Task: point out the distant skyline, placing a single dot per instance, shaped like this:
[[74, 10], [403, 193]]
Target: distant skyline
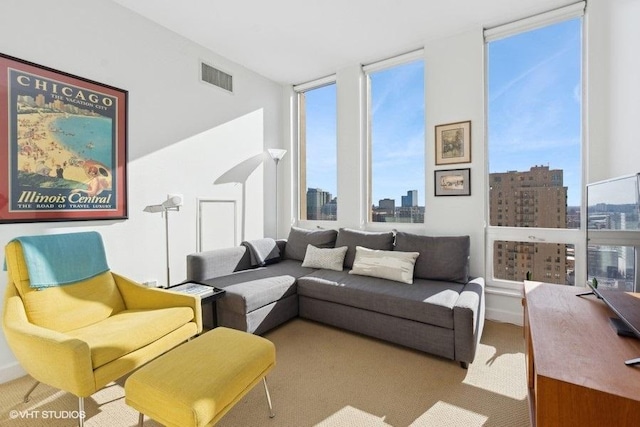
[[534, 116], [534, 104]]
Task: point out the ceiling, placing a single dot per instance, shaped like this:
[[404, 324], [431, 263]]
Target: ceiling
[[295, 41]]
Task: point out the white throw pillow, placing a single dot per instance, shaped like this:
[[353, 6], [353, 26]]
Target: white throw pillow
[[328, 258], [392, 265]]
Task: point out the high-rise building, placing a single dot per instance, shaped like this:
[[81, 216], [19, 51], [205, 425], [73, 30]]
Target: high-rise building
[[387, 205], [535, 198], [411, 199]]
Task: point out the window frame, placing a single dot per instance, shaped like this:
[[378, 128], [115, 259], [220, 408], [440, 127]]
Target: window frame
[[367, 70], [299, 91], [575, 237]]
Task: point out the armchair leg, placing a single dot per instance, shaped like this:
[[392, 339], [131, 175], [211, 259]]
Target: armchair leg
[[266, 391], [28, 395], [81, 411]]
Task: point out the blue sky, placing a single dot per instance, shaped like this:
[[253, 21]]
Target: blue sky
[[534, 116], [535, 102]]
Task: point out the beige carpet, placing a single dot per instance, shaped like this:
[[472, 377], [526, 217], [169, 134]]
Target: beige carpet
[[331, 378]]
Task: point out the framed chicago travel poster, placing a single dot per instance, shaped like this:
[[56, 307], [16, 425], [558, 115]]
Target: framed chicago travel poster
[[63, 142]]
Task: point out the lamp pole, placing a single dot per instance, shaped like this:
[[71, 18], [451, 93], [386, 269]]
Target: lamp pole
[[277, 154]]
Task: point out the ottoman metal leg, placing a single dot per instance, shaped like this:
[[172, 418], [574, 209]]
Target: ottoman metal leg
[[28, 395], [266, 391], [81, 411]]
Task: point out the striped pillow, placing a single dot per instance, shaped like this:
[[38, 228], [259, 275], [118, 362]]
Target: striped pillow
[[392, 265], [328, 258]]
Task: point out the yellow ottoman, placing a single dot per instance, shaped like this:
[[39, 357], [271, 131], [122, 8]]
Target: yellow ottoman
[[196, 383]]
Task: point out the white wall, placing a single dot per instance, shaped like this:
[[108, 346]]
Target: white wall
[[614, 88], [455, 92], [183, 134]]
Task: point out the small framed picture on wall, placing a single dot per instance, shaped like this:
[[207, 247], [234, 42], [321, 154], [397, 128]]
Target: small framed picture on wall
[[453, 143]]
* * *
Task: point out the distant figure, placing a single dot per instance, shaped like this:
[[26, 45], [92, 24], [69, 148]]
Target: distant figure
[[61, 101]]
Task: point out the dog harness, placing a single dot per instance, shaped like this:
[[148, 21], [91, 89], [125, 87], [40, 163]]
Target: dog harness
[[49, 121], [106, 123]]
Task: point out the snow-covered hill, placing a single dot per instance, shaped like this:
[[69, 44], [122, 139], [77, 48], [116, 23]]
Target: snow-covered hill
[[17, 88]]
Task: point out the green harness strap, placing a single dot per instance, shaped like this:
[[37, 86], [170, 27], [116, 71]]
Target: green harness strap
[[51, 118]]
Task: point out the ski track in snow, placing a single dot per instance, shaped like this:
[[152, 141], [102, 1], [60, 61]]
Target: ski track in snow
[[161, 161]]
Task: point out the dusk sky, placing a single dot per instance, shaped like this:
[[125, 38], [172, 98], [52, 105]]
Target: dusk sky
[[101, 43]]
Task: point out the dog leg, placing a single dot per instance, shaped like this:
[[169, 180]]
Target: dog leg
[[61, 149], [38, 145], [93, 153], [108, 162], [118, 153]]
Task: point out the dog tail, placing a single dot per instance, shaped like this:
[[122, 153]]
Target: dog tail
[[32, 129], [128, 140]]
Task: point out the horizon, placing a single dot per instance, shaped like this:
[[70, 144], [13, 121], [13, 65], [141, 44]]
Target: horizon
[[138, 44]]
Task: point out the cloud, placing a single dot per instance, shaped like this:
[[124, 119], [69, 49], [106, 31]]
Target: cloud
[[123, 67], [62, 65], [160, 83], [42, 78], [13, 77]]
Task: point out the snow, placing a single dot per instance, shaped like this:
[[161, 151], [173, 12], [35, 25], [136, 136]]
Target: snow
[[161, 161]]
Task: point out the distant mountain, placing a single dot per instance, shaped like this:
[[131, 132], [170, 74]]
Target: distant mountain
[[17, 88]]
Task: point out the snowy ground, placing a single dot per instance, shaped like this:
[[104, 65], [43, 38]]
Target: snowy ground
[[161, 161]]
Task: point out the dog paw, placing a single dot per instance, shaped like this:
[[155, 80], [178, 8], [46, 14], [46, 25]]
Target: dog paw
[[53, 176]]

▶ _Description of the task_:
Copy exactly, without pictures, the lines above from the one with "Task: point out the distant skyline, placing" down to the one with "Task: point out the striped", inclusive.

▶ _Reply to the exercise_:
Task: point out the distant skyline, placing a single dot per instance, shaped like this:
[[74, 10], [403, 193]]
Target: distant skyline
[[534, 116], [534, 104]]
Task: point out the ceiling, placing a single dot per instance, shaped like this:
[[404, 324], [431, 263]]
Target: ceiling
[[295, 41]]
Task: point out the white throw pillow, placing a single dot per instance, shaped like this:
[[353, 6], [353, 26]]
Target: white throw pillow
[[328, 258], [392, 265]]
Task: point out the high-rise building, placing a single dot per instance, shaped like this:
[[81, 216], [19, 51], [205, 425], [73, 30]]
Target: high-rise building
[[387, 205], [535, 198], [411, 199]]
Task: point out the window frame, placing a single dot per instance, shaped like this:
[[378, 128], [115, 259], [220, 408], [440, 127]]
Target: window frame
[[367, 70], [299, 91], [575, 237]]
Task: point out the armchair leg, placing a single dot per instance, shaped like this:
[[392, 339], [131, 175], [211, 259]]
Target: armchair leg
[[266, 391], [28, 395], [81, 411]]
Task: point out the blue sky, placing a single dot per instance, shaped like this:
[[253, 21]]
Target: blue sky
[[534, 116], [535, 102]]
Task: point out the beige carpet, placing a single dot per instance, shaped like this:
[[472, 377], [526, 217], [169, 134]]
Target: beige carpet
[[331, 378]]
Task: point out the framed chicago travel poster, placing a single dot per instance, shaped like this:
[[56, 307], [16, 425], [558, 115]]
Target: framed chicago travel poster
[[63, 142]]
Task: point out the lamp pole, placing a single dot per instance, shaped like this:
[[71, 18], [451, 93], [386, 269]]
Target: lamp pole
[[277, 154]]
Task: point out the ottoman metal leg, placing a single dot per instance, shaped like this:
[[172, 418], [574, 209]]
Target: ottoman metal leg
[[28, 395], [266, 391], [81, 411]]
Task: point out the striped pillow, placing a single dot per instance, shaped like this:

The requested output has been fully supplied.